**WHAT THE TASK ASKS**
In the stablecoin article below, what share of the total crypto market cap did stablecoins account for as of August 1, 2024?

**PAGE EXTRACT**

####################

Stablecoins continue to face challenges in maintaining their peg during volatile market periods, according to a recent report by CoinGecko. The March 2023 banking crisis, which raised concerns about deposits at Silvergate and Signature Bank, highlighted this issue.

Yet, despite past struggles, established stablecoins like Tether USD (USDT), USD Coin (USDC), and DAI have shown improved ability to maintain their $1 peg. However, newer and partially algorithmic stablecoins such as USDD and FRAX remain more volatile, relying on market arbitrage for peg retention.

Raising dominance during tough times

Although the dollar peg might be shaken during bearish periods, stablecoin dominance typically increases during these conditions.

As of August 1, 2024, stablecoins accounted for 8.2% of the total crypto market cap, up from approximately 2% in early 2020. This means they managed to grow even during the deep bear market registered between 2022 and 2023.

The total market cap of the top 10 fiat-pegged stablecoins has seen significant growth. From January 2020 to March 2022, it increased by 3,121.7%, rising from $5 billion to $181.7 billion.

Notably, the total market cap of stablecoins managed to recover from the Terra USD (UST) collapse registered in May 2022, as it has risen from $119.1 billion in November 2023 to $161.2 billion as of August 2024.

####################

(Records of labeled points)
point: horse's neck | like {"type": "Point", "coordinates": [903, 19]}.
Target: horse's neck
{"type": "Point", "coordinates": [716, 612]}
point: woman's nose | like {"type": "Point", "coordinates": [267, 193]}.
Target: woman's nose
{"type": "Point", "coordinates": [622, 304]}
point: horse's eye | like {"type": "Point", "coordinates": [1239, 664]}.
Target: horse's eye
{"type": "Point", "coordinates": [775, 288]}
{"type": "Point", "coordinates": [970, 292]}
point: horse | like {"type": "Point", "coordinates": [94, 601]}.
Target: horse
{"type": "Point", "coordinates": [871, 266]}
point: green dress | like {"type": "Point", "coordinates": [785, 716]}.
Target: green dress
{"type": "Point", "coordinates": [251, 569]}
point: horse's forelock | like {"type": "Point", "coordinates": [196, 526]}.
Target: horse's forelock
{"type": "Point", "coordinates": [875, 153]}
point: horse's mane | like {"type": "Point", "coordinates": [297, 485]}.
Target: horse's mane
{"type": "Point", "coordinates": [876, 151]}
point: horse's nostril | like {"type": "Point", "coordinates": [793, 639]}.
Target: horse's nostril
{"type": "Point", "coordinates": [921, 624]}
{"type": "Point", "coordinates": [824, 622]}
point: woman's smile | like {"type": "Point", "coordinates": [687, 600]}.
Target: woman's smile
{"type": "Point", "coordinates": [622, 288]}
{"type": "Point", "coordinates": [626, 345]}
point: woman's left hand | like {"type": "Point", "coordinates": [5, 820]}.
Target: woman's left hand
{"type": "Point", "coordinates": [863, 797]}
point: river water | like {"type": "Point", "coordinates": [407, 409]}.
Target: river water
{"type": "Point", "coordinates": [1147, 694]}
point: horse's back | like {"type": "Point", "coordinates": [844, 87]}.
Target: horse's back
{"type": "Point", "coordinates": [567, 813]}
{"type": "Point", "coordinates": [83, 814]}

####################

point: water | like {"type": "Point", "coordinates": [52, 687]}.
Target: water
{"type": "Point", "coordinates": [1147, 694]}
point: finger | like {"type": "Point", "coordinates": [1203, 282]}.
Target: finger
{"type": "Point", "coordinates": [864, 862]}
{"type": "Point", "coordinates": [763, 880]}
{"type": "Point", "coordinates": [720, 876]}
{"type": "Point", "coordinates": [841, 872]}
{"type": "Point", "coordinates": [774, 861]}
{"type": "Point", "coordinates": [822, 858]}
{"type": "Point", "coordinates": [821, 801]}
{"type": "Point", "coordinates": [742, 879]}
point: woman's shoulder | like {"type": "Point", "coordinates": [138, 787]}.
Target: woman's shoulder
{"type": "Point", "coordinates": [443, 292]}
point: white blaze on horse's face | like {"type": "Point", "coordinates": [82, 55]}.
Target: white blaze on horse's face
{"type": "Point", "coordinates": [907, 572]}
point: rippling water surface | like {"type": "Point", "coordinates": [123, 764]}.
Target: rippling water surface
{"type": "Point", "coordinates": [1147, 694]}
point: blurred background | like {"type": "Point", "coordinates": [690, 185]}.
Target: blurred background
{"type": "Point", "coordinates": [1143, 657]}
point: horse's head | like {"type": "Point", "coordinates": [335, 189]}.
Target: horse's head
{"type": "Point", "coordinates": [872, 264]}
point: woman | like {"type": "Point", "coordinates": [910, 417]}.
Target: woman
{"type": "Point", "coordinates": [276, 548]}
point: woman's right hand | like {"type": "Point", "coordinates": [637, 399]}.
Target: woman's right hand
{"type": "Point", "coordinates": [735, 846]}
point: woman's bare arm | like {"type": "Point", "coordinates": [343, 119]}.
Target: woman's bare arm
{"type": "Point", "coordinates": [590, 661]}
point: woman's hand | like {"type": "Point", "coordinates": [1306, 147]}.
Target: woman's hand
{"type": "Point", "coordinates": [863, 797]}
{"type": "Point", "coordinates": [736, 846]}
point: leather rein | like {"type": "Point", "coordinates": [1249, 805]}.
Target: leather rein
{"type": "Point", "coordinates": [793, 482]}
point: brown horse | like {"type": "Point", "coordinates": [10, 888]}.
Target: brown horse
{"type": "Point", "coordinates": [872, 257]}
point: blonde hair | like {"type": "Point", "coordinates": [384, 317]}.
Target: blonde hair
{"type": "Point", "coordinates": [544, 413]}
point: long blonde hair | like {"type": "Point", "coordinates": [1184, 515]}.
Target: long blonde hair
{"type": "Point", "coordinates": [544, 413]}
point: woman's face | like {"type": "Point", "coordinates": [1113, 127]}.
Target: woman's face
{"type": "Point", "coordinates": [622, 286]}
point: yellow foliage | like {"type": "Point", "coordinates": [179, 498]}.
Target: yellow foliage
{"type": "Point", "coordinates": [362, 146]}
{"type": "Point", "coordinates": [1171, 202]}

####################

**FINAL ANSWER**
8.2%